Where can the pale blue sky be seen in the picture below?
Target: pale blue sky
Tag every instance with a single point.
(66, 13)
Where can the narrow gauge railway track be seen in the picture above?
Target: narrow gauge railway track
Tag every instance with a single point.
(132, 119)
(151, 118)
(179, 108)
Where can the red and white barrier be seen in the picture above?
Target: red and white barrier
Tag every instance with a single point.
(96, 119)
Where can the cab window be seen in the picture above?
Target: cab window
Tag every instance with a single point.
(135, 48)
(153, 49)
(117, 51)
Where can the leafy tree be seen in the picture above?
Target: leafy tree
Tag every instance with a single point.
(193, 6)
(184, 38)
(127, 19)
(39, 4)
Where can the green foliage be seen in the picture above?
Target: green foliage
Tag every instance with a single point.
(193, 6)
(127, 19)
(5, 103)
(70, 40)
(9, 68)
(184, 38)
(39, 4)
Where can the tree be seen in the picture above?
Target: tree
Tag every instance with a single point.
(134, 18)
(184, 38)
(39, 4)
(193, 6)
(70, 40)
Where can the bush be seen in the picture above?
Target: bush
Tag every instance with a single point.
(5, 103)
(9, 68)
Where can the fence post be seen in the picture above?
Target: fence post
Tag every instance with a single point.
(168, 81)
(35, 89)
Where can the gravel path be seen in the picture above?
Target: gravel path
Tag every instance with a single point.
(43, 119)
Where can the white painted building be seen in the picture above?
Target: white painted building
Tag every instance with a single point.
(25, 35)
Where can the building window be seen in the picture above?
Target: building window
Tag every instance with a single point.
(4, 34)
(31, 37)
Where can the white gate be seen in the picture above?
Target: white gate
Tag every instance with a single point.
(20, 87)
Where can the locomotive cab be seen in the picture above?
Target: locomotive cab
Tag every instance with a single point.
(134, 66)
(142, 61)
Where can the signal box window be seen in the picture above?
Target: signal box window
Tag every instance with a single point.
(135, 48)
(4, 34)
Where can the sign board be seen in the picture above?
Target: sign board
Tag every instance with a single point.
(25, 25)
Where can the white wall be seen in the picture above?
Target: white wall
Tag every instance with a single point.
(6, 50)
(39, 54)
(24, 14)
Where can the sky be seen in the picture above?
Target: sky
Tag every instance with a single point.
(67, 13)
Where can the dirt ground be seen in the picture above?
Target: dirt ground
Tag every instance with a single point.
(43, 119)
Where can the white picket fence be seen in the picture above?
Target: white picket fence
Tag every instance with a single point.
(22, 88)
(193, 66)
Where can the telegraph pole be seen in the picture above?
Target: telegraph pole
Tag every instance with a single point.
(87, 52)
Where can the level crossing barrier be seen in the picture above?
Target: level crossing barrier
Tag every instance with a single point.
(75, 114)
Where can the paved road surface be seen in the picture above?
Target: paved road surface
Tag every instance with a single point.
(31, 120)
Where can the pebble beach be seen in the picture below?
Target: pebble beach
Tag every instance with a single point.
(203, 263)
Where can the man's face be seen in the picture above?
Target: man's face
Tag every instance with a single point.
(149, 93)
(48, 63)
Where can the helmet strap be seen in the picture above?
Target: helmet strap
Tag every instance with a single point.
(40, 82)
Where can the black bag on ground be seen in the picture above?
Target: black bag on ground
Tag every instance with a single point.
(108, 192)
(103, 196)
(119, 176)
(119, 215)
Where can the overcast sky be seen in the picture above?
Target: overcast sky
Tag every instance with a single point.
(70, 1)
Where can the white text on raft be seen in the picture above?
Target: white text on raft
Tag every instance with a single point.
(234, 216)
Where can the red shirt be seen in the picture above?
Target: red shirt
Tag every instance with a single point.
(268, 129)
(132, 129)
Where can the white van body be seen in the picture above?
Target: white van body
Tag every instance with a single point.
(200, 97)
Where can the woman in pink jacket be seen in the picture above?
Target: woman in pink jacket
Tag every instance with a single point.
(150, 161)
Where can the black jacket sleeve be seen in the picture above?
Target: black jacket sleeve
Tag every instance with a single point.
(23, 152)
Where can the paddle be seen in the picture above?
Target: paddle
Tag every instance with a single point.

——

■ **Task**:
Convert the items into a Markdown table with columns "Row" and "Line," starting at the line that contains "Where can the paddle" and continuing through the last line of the items. Omit blank lines.

■ **Answer in full**:
| Row | Line |
|---|---|
| 1 | Where can the paddle be seen in the picture above? |
| 2 | Target: paddle |
| 3 | Tag every instance with a single point. |